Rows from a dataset
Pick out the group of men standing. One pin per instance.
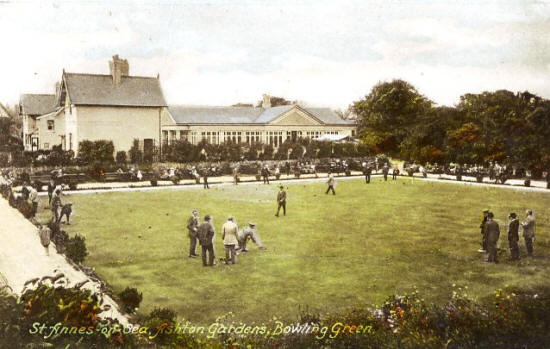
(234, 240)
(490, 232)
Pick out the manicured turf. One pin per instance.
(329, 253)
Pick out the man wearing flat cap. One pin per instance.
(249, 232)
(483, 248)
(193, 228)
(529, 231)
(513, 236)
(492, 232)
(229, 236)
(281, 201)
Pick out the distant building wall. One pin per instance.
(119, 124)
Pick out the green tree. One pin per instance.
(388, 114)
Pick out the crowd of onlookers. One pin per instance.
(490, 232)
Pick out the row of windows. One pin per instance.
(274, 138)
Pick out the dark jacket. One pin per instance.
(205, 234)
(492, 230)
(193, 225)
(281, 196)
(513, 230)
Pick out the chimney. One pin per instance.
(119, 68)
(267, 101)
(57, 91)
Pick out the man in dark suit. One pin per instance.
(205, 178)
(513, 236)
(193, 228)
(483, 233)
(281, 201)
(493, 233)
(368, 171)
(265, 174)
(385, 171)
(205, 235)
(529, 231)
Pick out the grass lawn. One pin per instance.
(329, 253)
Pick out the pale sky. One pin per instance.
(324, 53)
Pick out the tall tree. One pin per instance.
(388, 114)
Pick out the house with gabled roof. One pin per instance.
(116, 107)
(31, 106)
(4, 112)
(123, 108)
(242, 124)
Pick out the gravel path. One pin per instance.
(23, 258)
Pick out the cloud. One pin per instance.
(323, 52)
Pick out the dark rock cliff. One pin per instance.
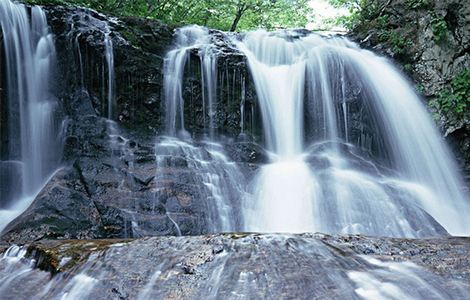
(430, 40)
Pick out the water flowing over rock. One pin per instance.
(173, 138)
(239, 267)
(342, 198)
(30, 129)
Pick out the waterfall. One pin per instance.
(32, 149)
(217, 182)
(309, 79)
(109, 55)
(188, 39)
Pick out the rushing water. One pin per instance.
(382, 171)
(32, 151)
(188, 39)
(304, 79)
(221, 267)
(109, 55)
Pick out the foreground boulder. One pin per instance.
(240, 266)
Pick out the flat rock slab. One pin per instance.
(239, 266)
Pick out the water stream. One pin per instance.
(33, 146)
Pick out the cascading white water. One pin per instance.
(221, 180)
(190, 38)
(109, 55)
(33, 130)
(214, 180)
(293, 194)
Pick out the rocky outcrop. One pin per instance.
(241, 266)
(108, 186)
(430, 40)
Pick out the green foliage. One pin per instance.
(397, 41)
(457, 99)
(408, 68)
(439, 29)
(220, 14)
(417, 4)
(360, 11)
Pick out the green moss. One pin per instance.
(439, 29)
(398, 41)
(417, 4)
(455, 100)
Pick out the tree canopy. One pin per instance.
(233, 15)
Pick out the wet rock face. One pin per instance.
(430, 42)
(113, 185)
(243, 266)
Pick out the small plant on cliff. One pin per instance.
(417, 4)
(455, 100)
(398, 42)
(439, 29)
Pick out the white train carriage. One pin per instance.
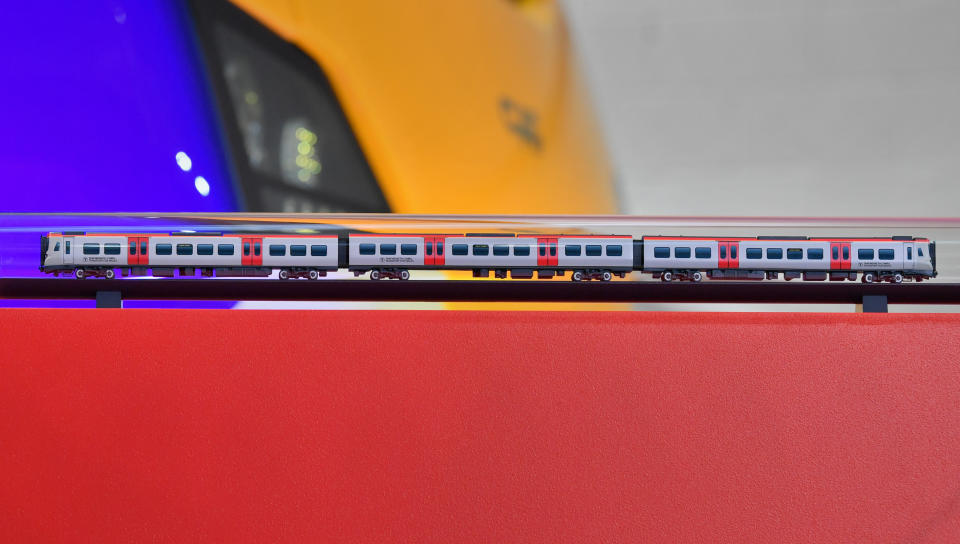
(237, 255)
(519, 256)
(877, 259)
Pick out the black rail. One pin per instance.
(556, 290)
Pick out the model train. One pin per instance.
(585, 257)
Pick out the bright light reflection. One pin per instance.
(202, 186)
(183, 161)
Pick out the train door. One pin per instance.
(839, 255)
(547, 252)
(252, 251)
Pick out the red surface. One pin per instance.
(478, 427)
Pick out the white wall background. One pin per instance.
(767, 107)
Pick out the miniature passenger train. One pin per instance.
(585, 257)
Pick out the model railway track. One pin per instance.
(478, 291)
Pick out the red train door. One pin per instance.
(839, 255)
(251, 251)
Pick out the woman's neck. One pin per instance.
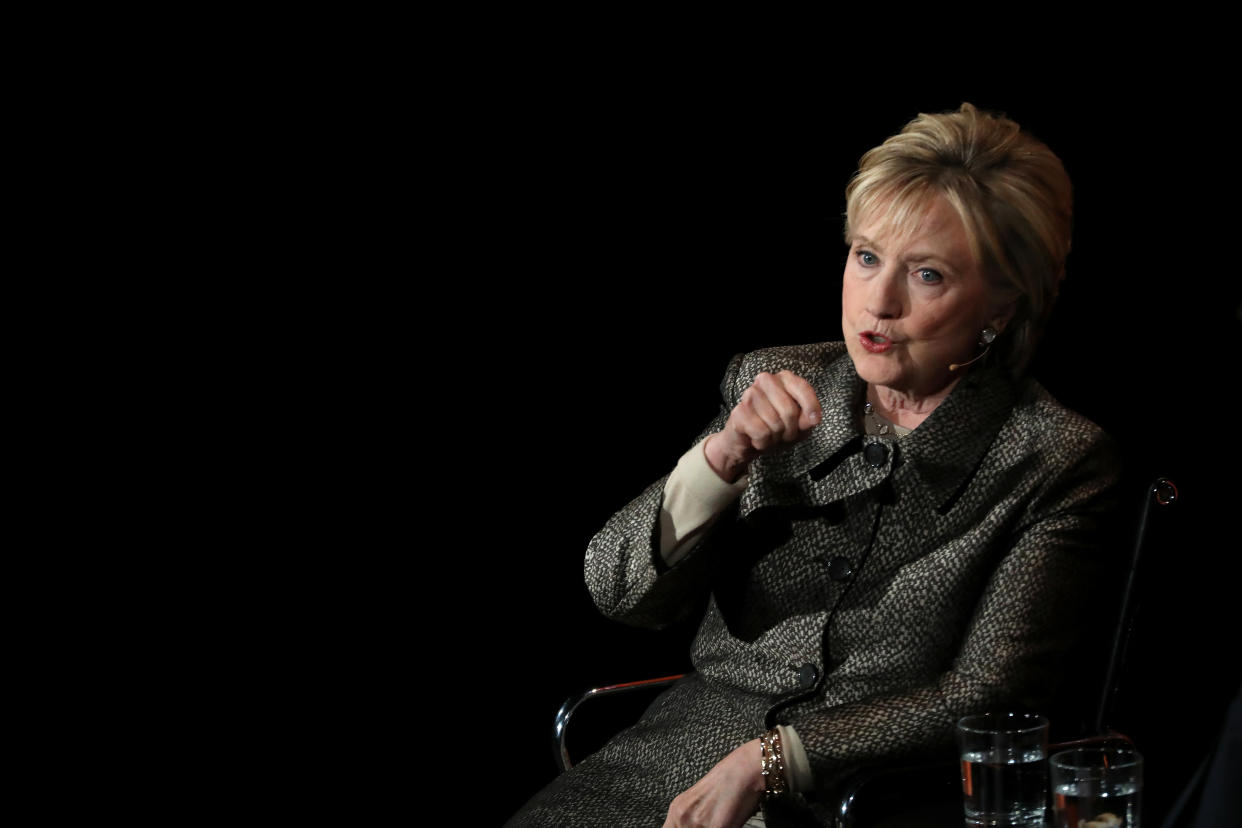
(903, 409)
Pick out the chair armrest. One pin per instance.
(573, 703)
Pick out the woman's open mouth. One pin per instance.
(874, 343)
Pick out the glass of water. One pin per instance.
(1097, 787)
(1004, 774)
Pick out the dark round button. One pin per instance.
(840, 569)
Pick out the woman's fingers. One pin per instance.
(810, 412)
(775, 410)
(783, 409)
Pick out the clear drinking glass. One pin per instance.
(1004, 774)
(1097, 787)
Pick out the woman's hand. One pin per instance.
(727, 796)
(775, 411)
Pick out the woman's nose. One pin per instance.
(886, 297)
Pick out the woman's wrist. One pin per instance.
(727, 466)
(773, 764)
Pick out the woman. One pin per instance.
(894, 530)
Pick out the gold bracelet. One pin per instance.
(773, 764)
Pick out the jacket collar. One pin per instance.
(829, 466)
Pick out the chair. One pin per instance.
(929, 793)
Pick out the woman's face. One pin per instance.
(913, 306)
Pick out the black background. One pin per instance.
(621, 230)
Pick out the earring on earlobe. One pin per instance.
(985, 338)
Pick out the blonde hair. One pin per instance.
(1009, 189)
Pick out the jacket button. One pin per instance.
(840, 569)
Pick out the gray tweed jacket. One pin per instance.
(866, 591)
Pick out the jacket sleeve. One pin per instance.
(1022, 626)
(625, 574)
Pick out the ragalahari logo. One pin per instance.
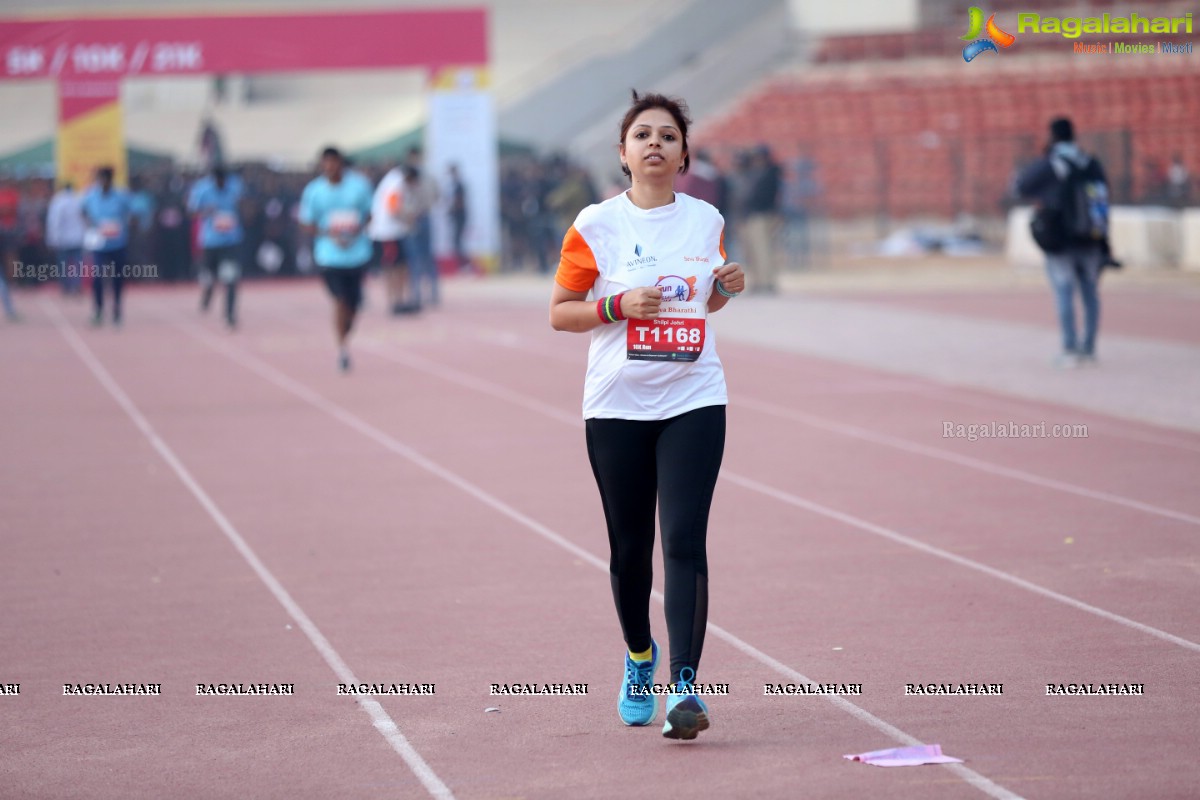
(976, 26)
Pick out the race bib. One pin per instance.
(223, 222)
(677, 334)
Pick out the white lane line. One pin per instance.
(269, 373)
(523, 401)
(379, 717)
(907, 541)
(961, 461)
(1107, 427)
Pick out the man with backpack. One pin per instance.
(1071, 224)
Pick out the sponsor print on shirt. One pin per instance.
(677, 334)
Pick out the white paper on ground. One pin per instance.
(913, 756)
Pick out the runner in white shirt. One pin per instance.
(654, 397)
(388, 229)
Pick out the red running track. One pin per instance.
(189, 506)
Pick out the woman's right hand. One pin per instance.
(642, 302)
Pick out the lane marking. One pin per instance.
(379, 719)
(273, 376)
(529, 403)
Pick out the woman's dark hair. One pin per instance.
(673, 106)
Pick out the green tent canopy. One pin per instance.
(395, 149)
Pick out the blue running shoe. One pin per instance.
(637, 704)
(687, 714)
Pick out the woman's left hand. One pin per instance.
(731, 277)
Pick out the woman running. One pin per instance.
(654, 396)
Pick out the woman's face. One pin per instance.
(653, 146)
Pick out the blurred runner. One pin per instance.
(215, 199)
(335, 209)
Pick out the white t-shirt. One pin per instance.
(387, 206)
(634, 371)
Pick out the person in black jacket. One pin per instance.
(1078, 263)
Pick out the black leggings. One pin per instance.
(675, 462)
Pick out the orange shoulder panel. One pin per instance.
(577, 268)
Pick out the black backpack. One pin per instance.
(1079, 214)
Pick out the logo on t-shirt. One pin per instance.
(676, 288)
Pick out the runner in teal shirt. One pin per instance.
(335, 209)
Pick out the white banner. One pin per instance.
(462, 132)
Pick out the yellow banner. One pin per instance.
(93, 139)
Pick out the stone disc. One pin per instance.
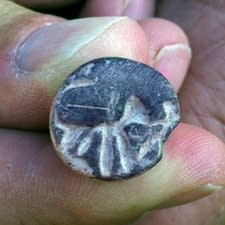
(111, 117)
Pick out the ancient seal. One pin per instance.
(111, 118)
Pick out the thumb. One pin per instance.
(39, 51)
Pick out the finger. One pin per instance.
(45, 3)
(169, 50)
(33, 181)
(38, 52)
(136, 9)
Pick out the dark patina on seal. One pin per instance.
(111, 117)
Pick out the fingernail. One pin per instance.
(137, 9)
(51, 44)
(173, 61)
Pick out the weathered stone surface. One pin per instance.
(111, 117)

Exercise brief:
Please rewrite all of the items above, swapping "Pick out" for "Mark" and keeping everything else the same. Leave out the pictures.

The solution:
Mark the group of men standing. One pin per instance.
(234, 240)
(490, 232)
Mark the manicured turf. One pin per instance.
(329, 253)
Mark the man wearing flat cap. One pin per instance.
(249, 232)
(483, 248)
(193, 228)
(529, 231)
(513, 236)
(492, 232)
(229, 236)
(281, 201)
Mark the distant building wall. One pin per instance.
(119, 124)
Mark the green tree. One pin per instance.
(388, 114)
Mark the crowd of onlookers. One pin per instance.
(490, 232)
Mark the row of windows. One pin per instance.
(274, 138)
Mark the dark jacket. One pin per instance.
(205, 234)
(492, 230)
(193, 225)
(281, 196)
(513, 230)
Mark the chimney. One pin per instance.
(119, 68)
(267, 101)
(57, 91)
Mark the man in dark suit. One pin per instance.
(205, 178)
(513, 236)
(193, 228)
(483, 233)
(281, 201)
(493, 233)
(368, 171)
(265, 174)
(385, 171)
(205, 235)
(529, 231)
Mark the grass lawn. One pin per instance.
(329, 253)
Mark the pale sky. One pin per instance.
(324, 53)
Mark the tall tree. One pin per instance.
(388, 114)
Mark the house with gabled roof. One pin per instance.
(116, 107)
(31, 106)
(4, 112)
(123, 108)
(242, 124)
Mark the gravel path. One pin per instance.
(23, 258)
Mark the cloud. One pin per instance.
(323, 52)
Mark the dark rock cliff. One pin per instance.
(430, 40)
Mark the water flowing over rock. One pin per instance.
(173, 138)
(239, 267)
(342, 198)
(30, 129)
Mark the waterfall. One pin per instance.
(32, 149)
(217, 182)
(309, 79)
(109, 55)
(188, 39)
Mark the rushing water. One pin per instance.
(382, 171)
(32, 151)
(188, 39)
(304, 79)
(221, 267)
(109, 55)
Mark the foreground boulder. One pin per instance.
(240, 266)
Mark the flat rock slab. One pin per instance.
(239, 266)
Mark the water stream. One pin per instance.
(33, 146)
Mark the cascading white water. One pin per instance.
(221, 180)
(190, 38)
(109, 55)
(33, 130)
(214, 180)
(293, 194)
Mark the rocky outcrop. One pin per instance.
(241, 266)
(108, 186)
(430, 40)
Mark the green foliage. One pin per instance.
(397, 41)
(457, 99)
(408, 68)
(439, 29)
(220, 14)
(417, 4)
(360, 11)
Mark the green moss. One pin per instance.
(439, 29)
(398, 41)
(417, 4)
(455, 100)
Mark the tree canopy. One pin per instance.
(233, 15)
Mark the wet rock face. One pin per instance.
(430, 42)
(113, 185)
(243, 266)
Mark the small plant on cliff. One pin per instance.
(417, 4)
(455, 100)
(398, 42)
(439, 29)
Mark the white train carriage. One pin per instance.
(237, 255)
(519, 256)
(877, 259)
Mark the black rail. One pin per instance.
(556, 290)
Mark the model train. One pin per instance.
(585, 257)
Mark the bright light reflection. One pin per instance.
(202, 186)
(183, 161)
Mark the train door. One pin per instance.
(839, 255)
(547, 252)
(252, 251)
Mark the red surface. One pin per instance.
(478, 427)
Mark the white wall background. One pin per instance.
(767, 107)
Mark the miniature passenger train. One pin per instance.
(585, 257)
Mark the model railway track. One pin per instance.
(478, 291)
Mark the red train door. One pin per instance.
(839, 255)
(251, 251)
Mark the woman's neck. One pin per instance.
(903, 409)
Mark the chair armrest. One pin per instance.
(573, 703)
Mark the woman's open mouth. One pin per instance.
(874, 343)
Mark the glass of water. One pin per instance.
(1097, 787)
(1004, 774)
Mark the dark round button. One pin per instance.
(840, 569)
Mark the woman's fingers. One pin per instance.
(810, 412)
(775, 410)
(783, 409)
Mark the clear drinking glass. One pin per instance.
(1004, 774)
(1097, 787)
Mark the woman's hand. One pin per instance.
(727, 796)
(775, 411)
Mark the woman's nose. One pin per instance.
(886, 297)
Mark the woman's wrist. One pin per instance.
(727, 466)
(773, 764)
Mark the woman. One pin per instance.
(894, 530)
Mark the gold bracelet. One pin per instance.
(773, 764)
Mark the jacket collar. One pin per instance.
(829, 466)
Mark the chair. One pin per instance.
(929, 793)
Mark the woman's face. One pin per instance.
(913, 306)
Mark the black background. One pin per instance.
(621, 230)
Mark the earring on earlobe. One pin per instance.
(985, 338)
Mark the blonde hair. One pin per instance.
(1009, 189)
Mark the jacket button. One pin per instance.
(840, 569)
Mark the gray tweed jacket. One pin per instance.
(866, 591)
Mark the jacket sleeve. One pin per instance.
(1022, 626)
(625, 574)
Mark the ragalahari logo. One pin per instance.
(976, 26)
Mark the race bib. One pin per instance.
(223, 222)
(677, 334)
Mark the white lane line. One pin per instance.
(269, 373)
(523, 401)
(379, 717)
(907, 541)
(961, 461)
(1107, 427)
Mark the man with backpack. One pin per instance.
(1071, 224)
Mark the sponsor print on shirt. One pin per instance.
(677, 334)
Mark the white paper on ground. One pin per instance.
(913, 756)
Mark the runner in white shirt. One pin per instance.
(654, 397)
(388, 229)
Mark the red running track. One pin per instance.
(189, 506)
Mark the woman's right hand. One pin per instance.
(642, 302)
Mark the lane marking. One pin per instance.
(379, 719)
(273, 376)
(529, 403)
Mark the woman's dark hair. One pin per instance.
(673, 106)
Mark the green tent canopy. One pin per instance.
(395, 149)
Mark the blue running shoe. One pin per instance.
(637, 704)
(687, 714)
Mark the woman's left hand. One pin per instance.
(731, 277)
Mark the woman running. One pin per instance.
(654, 396)
Mark the woman's face. One pin per instance.
(653, 146)
Mark the blurred runner. One pin per instance.
(215, 199)
(335, 209)
Mark the white t-shirt. One pin per instance.
(387, 206)
(634, 371)
Mark the person in black jacket. One pin per instance.
(1078, 263)
Mark the black leggings. One pin per instance.
(675, 462)
Mark the orange shoulder panel. One pin per instance.
(577, 268)
Mark the black backpack. One pin per instance.
(1079, 214)
Mark the logo on t-shirt. One pin per instance.
(676, 288)
Mark the runner in teal shirt. One pin per instance.
(335, 209)
Mark the white banner. One pin per instance.
(462, 132)
Mark the yellow banner. One pin per instance.
(93, 139)
Mark the stone disc. One pin per instance.
(111, 117)
Mark the ancient seal. One pin per instance.
(111, 118)
Mark the thumb. One pin per instance.
(39, 51)
Mark the finger. One pin per instance.
(45, 3)
(169, 50)
(33, 181)
(38, 52)
(136, 9)
Mark the dark patina on seal. One pin per instance.
(111, 117)
Mark the fingernail. One pin per instance.
(137, 9)
(51, 44)
(173, 61)
Mark the weathered stone surface. One pin per instance.
(111, 117)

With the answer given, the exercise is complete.